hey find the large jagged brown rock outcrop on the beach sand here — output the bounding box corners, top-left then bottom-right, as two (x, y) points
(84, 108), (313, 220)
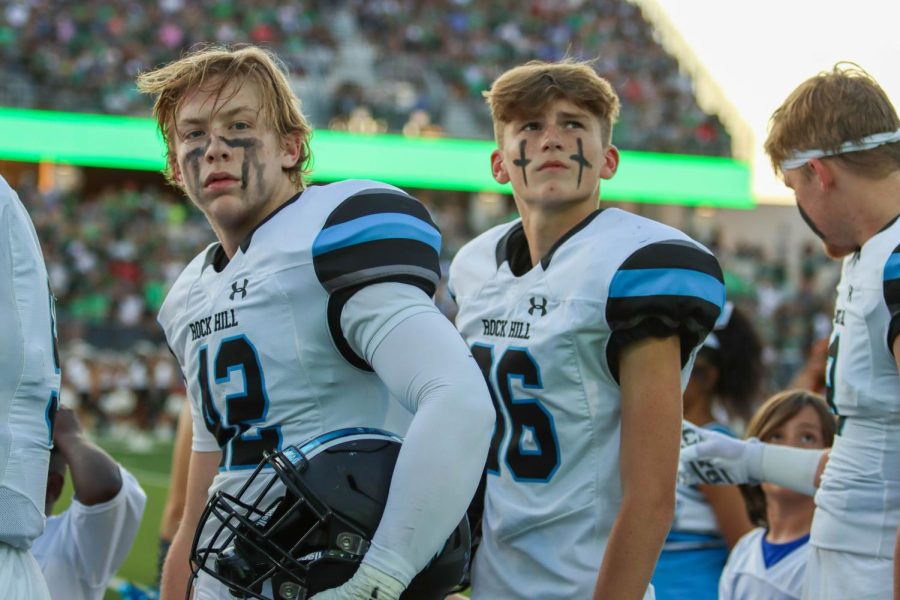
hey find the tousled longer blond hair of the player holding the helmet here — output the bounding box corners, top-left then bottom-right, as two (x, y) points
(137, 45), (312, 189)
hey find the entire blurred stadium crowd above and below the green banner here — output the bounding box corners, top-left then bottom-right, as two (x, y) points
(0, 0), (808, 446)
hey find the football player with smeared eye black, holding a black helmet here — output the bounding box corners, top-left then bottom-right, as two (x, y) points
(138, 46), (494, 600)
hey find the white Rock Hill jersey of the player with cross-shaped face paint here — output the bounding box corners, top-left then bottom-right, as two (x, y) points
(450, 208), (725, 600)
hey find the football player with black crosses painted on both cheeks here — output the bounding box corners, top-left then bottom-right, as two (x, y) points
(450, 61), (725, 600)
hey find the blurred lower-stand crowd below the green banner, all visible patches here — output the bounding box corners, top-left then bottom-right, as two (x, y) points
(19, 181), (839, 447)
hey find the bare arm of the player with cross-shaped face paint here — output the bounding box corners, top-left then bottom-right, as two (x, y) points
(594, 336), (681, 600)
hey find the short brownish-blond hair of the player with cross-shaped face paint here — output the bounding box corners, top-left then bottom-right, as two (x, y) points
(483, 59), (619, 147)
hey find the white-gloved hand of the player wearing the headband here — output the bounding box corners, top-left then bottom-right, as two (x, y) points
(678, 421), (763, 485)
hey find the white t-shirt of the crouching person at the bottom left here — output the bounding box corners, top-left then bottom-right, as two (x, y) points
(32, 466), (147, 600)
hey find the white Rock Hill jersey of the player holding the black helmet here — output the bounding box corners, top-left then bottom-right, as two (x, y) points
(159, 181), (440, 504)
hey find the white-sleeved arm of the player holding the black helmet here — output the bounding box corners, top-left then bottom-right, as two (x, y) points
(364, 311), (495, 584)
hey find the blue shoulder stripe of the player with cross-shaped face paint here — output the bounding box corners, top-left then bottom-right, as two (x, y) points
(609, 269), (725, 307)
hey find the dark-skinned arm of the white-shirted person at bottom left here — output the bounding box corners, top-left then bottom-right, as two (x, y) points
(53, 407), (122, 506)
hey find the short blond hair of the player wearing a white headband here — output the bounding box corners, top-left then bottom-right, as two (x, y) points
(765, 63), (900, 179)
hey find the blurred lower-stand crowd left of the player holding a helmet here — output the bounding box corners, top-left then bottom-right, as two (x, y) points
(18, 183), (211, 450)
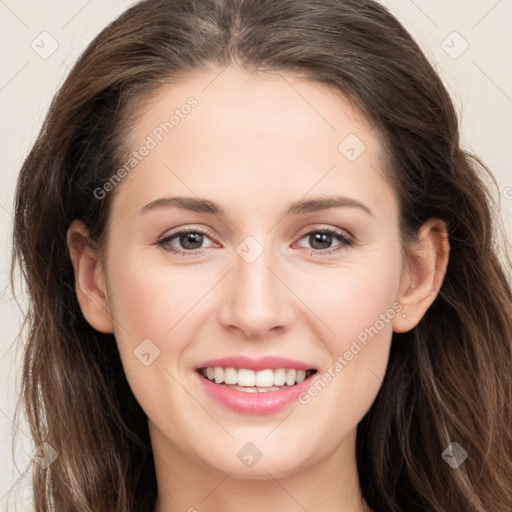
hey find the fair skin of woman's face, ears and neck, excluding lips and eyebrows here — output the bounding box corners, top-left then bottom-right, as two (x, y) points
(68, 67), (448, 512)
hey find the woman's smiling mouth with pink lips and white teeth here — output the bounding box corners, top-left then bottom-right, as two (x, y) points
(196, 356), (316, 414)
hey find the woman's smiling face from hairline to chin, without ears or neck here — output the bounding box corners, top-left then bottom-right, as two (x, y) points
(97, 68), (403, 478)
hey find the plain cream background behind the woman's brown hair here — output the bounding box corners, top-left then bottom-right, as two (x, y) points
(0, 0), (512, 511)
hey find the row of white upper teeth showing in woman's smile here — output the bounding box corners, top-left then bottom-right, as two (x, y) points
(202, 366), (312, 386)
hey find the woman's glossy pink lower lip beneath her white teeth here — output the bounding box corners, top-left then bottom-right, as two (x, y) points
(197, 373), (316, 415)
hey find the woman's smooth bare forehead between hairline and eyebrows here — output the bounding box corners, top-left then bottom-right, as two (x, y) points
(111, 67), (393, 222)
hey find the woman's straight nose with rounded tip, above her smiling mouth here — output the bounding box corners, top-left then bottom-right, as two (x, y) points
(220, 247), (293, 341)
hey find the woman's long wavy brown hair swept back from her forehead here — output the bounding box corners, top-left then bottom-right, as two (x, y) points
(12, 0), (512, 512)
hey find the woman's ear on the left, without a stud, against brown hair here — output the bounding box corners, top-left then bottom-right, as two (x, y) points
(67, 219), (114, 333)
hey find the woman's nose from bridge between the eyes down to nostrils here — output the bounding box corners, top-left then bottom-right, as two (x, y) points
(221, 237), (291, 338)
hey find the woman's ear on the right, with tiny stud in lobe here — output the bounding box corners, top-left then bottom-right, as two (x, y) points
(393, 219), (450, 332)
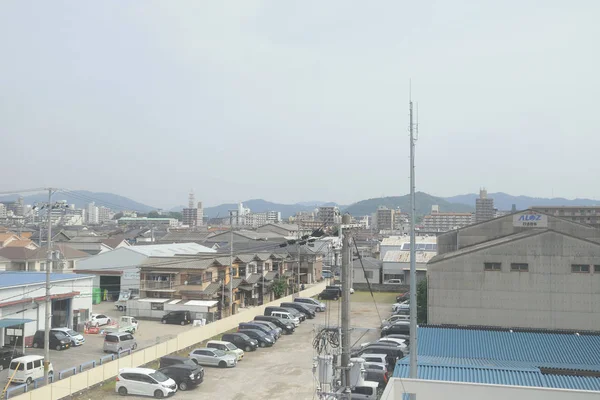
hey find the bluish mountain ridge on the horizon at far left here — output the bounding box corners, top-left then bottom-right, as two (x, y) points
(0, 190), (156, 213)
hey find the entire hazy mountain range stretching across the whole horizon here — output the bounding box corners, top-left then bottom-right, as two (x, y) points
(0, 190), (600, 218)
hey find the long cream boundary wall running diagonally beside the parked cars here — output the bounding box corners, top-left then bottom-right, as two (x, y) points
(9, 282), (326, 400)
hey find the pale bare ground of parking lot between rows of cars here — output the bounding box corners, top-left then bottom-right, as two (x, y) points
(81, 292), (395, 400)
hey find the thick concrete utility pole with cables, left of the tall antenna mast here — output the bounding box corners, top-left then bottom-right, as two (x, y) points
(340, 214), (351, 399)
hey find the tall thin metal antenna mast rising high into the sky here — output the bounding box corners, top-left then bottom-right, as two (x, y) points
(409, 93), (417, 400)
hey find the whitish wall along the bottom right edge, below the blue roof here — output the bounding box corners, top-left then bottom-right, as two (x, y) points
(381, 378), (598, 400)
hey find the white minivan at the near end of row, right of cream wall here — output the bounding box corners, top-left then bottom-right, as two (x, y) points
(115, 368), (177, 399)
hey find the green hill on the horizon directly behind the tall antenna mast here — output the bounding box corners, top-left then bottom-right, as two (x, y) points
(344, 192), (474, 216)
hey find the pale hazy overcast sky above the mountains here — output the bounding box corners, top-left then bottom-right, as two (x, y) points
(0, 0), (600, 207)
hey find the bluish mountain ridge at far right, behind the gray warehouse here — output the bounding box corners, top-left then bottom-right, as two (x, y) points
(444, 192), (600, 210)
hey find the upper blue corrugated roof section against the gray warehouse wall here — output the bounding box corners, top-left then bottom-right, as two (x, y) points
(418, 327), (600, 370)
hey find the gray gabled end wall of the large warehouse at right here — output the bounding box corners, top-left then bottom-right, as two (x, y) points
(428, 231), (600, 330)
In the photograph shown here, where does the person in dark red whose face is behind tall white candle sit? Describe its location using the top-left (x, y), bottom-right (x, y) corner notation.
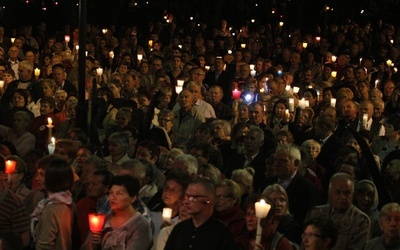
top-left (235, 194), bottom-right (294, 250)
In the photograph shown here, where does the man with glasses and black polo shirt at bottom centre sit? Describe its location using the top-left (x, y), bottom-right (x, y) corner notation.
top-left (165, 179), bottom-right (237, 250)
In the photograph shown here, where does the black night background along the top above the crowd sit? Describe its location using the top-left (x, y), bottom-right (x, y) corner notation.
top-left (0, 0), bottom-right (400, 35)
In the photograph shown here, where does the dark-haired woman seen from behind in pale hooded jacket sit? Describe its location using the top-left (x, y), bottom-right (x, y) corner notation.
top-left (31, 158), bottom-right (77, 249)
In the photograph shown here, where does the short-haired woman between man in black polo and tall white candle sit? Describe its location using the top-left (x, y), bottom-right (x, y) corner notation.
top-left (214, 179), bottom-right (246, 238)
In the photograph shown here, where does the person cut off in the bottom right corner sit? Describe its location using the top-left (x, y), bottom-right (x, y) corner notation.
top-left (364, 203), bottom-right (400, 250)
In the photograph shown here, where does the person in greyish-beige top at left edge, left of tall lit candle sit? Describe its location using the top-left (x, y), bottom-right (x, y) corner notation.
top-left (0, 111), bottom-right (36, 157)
================================
* **Activity**: If an entry contains an image, skip the image and return the rest of the listing unchanged.

* **Result for this task**:
hey find the large jagged brown rock outcrop on the beach sand here — output the bounding box corners, top-left then bottom-right, as two (x, y) points
(84, 108), (313, 220)
hey find the tousled longer blond hair of the player holding the helmet here — output the bounding box corners, top-left then bottom-right, as two (x, y) points
(137, 45), (312, 189)
hey find the entire blurred stadium crowd above and below the green banner here — output the bounding box corners, top-left then bottom-right, as two (x, y) points
(0, 0), (808, 446)
hey find the football player with smeared eye black, holding a black helmet here — output the bounding box corners, top-left then bottom-right, as two (x, y) points
(138, 46), (494, 600)
hey find the white Rock Hill jersey of the player with cross-shaped face paint here — output the bounding box corners, top-left then bottom-right, as two (x, y) points
(450, 208), (725, 600)
hey find the football player with black crosses painted on both cheeks here — output the bounding box corners, top-left then bottom-right, as two (x, y) points
(450, 61), (725, 600)
hey find the blurred lower-stand crowd below the green banner, all visible patches here — output the bounding box corners, top-left then bottom-right, as two (x, y) points
(19, 181), (839, 447)
hey find the bare arm of the player with cross-shaped face paint here — output the bounding box corners, top-left then bottom-right, as two (x, y) points
(594, 336), (681, 600)
hey find the short brownish-blond hair of the player with cross-shaped face paint here — output the bounding box corners, top-left then bottom-right, as two (x, y) points
(483, 59), (619, 147)
hey find the white-gloved hand of the player wearing the headband here — output the bounding box corners, top-left then bottom-right, as two (x, y) points
(678, 421), (763, 485)
hey find the white t-shirt of the crouching person at the bottom left here — output the bounding box corners, top-left then bottom-right, as two (x, y) points
(32, 466), (147, 600)
hey find the white Rock Hill jersey of the player holding the black helmet here — output the bounding box corners, top-left then bottom-right, as two (x, y) points
(159, 181), (440, 504)
hey find the white-sleeved arm of the player holding the black helmet here — output the bounding box corners, top-left then bottom-right, as two (x, y) points
(364, 311), (495, 584)
hey find the blue shoulder stripe of the player with cross-shaped face paint here — output the bounding box corners, top-left then bottom-right, as two (x, y) points
(609, 269), (725, 307)
hey find the dark-skinned arm of the white-shirted person at bottom left here — output the bounding box corners, top-left then bottom-right, as two (x, y) points
(53, 407), (122, 506)
hey find the short blond hair of the player wearing a white headband here — output the bounding box corners, top-left then bottom-right, as two (x, y) points
(765, 63), (900, 179)
hey find the blurred lower-stand crowd left of the player holding a helmet here — output the bounding box corners, top-left then bottom-right, as two (x, y) points
(18, 183), (211, 450)
hey find the fair skin of woman's face, ears and neck, excluding lips and eyebrows here — output the bounding box corners, top-left then bottom-right, as two (x, y) points
(68, 67), (448, 512)
hey find the woman's smiling mouth with pink lips and white teeth here — output the bounding box corners, top-left then bottom-right, as two (x, y) points
(196, 356), (316, 414)
hey find the woman's smiling face from hairline to chin, without ears or neck here — output the bounding box corners, top-left then bottom-right, as two (x, y) points
(97, 68), (403, 478)
hey find the plain cream background behind the woman's brown hair here — output the bounding box corners, top-left then bottom-right, as two (x, y) points
(0, 0), (512, 511)
hey find the row of white upper teeth showing in woman's smile here — output the bounding box corners, top-left then bottom-right, as two (x, y) points
(202, 366), (312, 386)
hey find the woman's glossy pink lower lip beneath her white teeth here — output the bounding box corners, top-left then bottom-right, as two (x, y) points
(197, 373), (316, 415)
hey find the woman's smooth bare forehead between hairline and eyebrows here — output the bounding box corners, top-left then bottom-right, as two (x, y) points
(111, 67), (393, 222)
hey find the woman's straight nose with rounded tip, above her smiling mouth here — output the bounding box corners, top-left then bottom-right, as two (x, y) points
(220, 247), (293, 341)
hey find the woman's long wavy brown hair swept back from her forehead here — output the bounding box corners, top-left then bottom-right, as two (x, y) points
(12, 0), (512, 512)
hey find the woman's ear on the left, without a stud, against brown hair here — output the bounding box corners, top-left then bottom-right, as two (x, y) points
(67, 219), (114, 333)
hey find the woman's nose from bridge between the eyes down to nostrils here — output the bounding box corners, top-left then bottom-right, as two (x, y) points
(221, 237), (291, 338)
hey find the woman's ear on the right, with tiny stud in lobe here — output the bounding box corners, top-left then bottom-right, as two (x, y) points
(393, 219), (450, 332)
hey find the bluish mountain ridge on the horizon at far left here — output the bounding box corners, top-left then bottom-right, as two (x, y) points
(0, 190), (156, 213)
hey find the entire hazy mountain range stretching across the whole horizon here — output the bounding box corners, top-left then bottom-right, as two (x, y) points
(0, 190), (600, 218)
hey find the long cream boundary wall running diagonally beside the parked cars here — output the bounding box corners, top-left then bottom-right, as two (x, y) points
(9, 282), (326, 400)
hey find the pale bare ground of parking lot between rows of cars here — output the bounding box corners, top-left then bottom-right, as two (x, y) points
(81, 292), (395, 400)
hey find the thick concrete utility pole with cables, left of the tall antenna mast here — output the bounding box corners, top-left then bottom-right, as two (x, y) points
(340, 214), (351, 399)
hey find the tall thin metal antenna mast rising high into the sky here — output the bounding box corners, top-left then bottom-right, as two (x, y) points
(409, 93), (417, 400)
hey find the whitish wall along the bottom right edge, below the blue roof here — output the bounding box corners, top-left then bottom-right, as two (x, y) points
(381, 378), (598, 400)
hey find the white minivan at the near end of row, right of cream wall here — output the bounding box corners, top-left then bottom-right, as two (x, y) points
(115, 368), (177, 399)
hey find the green hill on the horizon directly behind the tall antenna mast here — output the bounding box corners, top-left then bottom-right, as two (x, y) points
(344, 192), (474, 216)
hey find the pale hazy overcast sky above the mountains here — output the bounding box corners, top-left then bottom-right, as two (x, y) points
(0, 0), (600, 207)
hey find the bluish mountain ridge at far right, behind the gray warehouse here — output the bounding box corners, top-left then bottom-right, as two (x, y) points
(444, 192), (600, 210)
hey find the upper blue corrugated roof section against the gray warehouse wall here — output the bounding box corners, top-left then bottom-right, as two (x, y) points
(418, 327), (600, 370)
hey find the gray gabled end wall of the large warehouse at right here — output the bounding box corners, top-left then bottom-right, as two (x, y) points
(428, 231), (600, 330)
In the photograph shown here, where does the person in dark red whose face is behind tall white candle sit? Describe its location using the top-left (x, y), bottom-right (x, y) corner notation.
top-left (235, 194), bottom-right (294, 250)
In the photograph shown here, where does the man with glasses and black polo shirt at bottom centre sit? Describe its location using the top-left (x, y), bottom-right (x, y) corner notation.
top-left (165, 179), bottom-right (237, 250)
In the photograph shown here, where does the black night background along the top above the crowd sit? Describe its location using the top-left (x, y), bottom-right (x, y) corner notation.
top-left (0, 0), bottom-right (400, 35)
In the photograph shown here, where does the dark-haired woman seen from behind in pale hooded jacket sit? Describe its location using the top-left (x, y), bottom-right (x, y) corner notation.
top-left (31, 158), bottom-right (77, 249)
In the photograph shown here, where does the short-haired woman between man in black polo and tall white candle sit? Describe its location using the top-left (x, y), bottom-right (x, y) corner notation.
top-left (214, 179), bottom-right (246, 238)
In the photograph shown here, where does the person cut off in the bottom right corner sit? Describe its location using the top-left (x, y), bottom-right (x, y) corner notation.
top-left (364, 203), bottom-right (400, 250)
In the photograph shown here, where does the person in greyish-beige top at left edge, left of tall lit candle sit? Describe its location using the top-left (x, y), bottom-right (x, y) corner notation.
top-left (0, 111), bottom-right (36, 157)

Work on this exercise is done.